> _Article_
______

Last week’s post featured the Caterpillar Club badge of RAAF pilot Patrick Heffernan who became member number 16000 of Irvin’s European Division of the Caterpillar Club when he was forced to bail out from his Wellington bomber in November 1943.

Back in the 1920’s, along with Irvin, another manufacturer of parachutes, the Switlik Parachute Co of Trenton, New Jersey also thought that the caterpillar was a good idea to promote sales of its parachutes. Members of the Switlik Caterpillar Club, mostly Americans, receive a large certificate and a metal badge bearing the word ‘CATERPILLAR’ along the length of the badge. Like Irvin, Switlik continues to issue Caterpillar Club membership today and has also taken on the role for issuing membership to individuals whose lives had been saved using a Pioneer parachute for their emergency descent.

Switlik Caterpillar Club pin awarded in 1991 to a Soviet bomber pilot named AЕВИНСОН who was shot down by the Germans in June 1941. Collection: Julian Tennant

Switlik Caterpillar Club pin awarded in 1992 to a Soviet bomber pilot named AЕВИНСОН who was shot down by the Germans in June 1941. Collection: Julian Tennant

The Switlik Caterpillar Club badge that I feature here is one that was issued in 1992 to an old Russian airman who made an emergency descent in June 1943. I bought this pin back in 2005 from well-known para insignia collector, Don Strobaugh. He provided the following background to this particular pin.

______

> _Material provided_
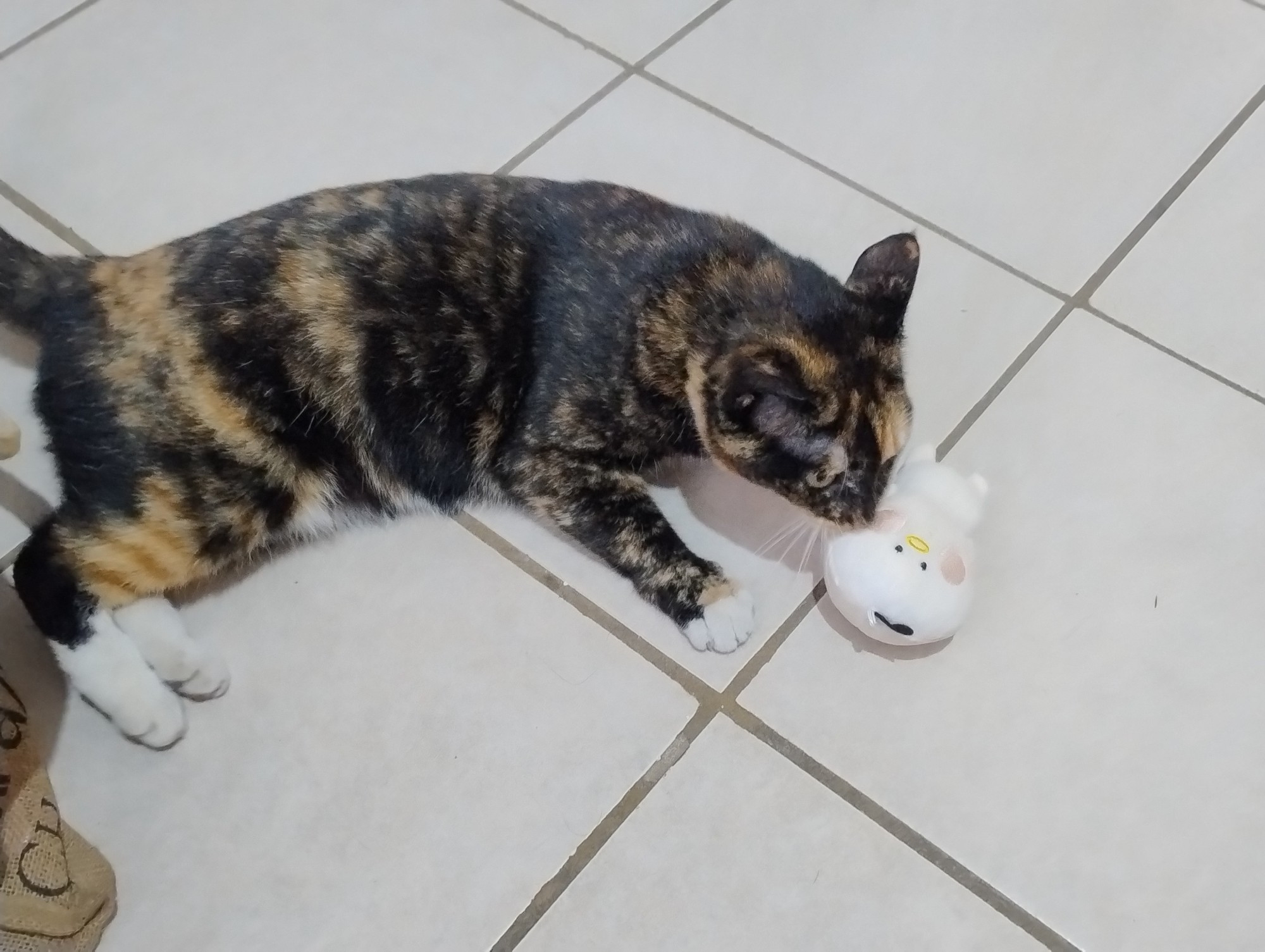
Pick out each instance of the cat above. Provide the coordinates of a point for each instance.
(370, 350)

______

> _Direction 1_
Answer these about the Caterpillar Club piece, one line each:
(a) What membership number did Patrick Heffernan receive in Irvin's European Division?
(b) Where was the Switlik Parachute Co based?
(c) From whom did the writer buy the featured Switlik pin, and in what year?
> _Direction 2_
Does each statement agree with the Caterpillar Club piece? Answer yes or no for each, and quote the words that decide it.
(a) Patrick Heffernan bailed out of a Wellington bomber.
(b) Switlik no longer issues Caterpillar Club membership.
(c) The Switlik badge carries the word "PARACHUTE" along its length.
> _Direction 3_
Could you carry on the Caterpillar Club piece from its last sentence?

> _Written reply 1_
(a) 16000
(b) Trenton, New Jersey
(c) Don Strobaugh, in 2005

> _Written reply 2_
(a) Yes: "forced to bail out from his Wellington bomber in November 1943"
(b) No: "Switlik continues to issue Caterpillar Club membership today"
(c) No: "a metal badge bearing the word ‘CATERPILLAR’ along the length of the badge"

> _Written reply 3_
For more than 50 years, I used to do a lot traveling throughout the world. Several times during those years, I visited an older Soviet friend of mine in Leningrad. I spoke no Russian and he didn’t speak English, so we had a mutual friend who translated for us. I knew that he had been a Soviet paratrooper in 1936, because I had done some wonderful trading with him for 1930’s era Soviet parachutist badges that he had. Kept. During one of my visits in 1990, I also learned that he had become a Soviet Naval Air Force bomber pilot prior to WWII and had made an emergency parachute jump after having been shot down by the Germans on 23 June 1941. I mentioned that there was an organization that recognized emergency parachute jumps and asked if he would like to be a member of the Caterpillar Club. He said yes, so when I returned to the States, I submitted al of the information that he had given me that the Switlik Parachute Company needed to confirm his eligibility for the award. In 1992, when my wife and I went to visit him again, I hand carried the Caterpillar Club certificate and pin with me and presented it to him 51 years after his emergency jump. Last year the pin was returned to me by an anonymous sender from St. Petersburg (formerly Leningrad). He had no living relatives that I knew of, so this was probably telling me that he had passed away and someone had found my name associated with this pin. I received only the pin, not the certificate.”

When Don sent me the pin he also included a note which was returned with the pin which had the Pilot’s name, AЕВИНСОН, typed on a small piece of paper, which I think translates to Aevinson, but I have been unable to find out any more about this individual.

As can be seen from the picture, my 1992 period pin, does differ from the type made by the Metal Arts Co. of Rochester, New York (below) which Switlik issued during WW2 and are more often associated with the Switlik Caterpillar Club. I am not sure when Switlik changed the design and manufacture of their pin to the style that I have.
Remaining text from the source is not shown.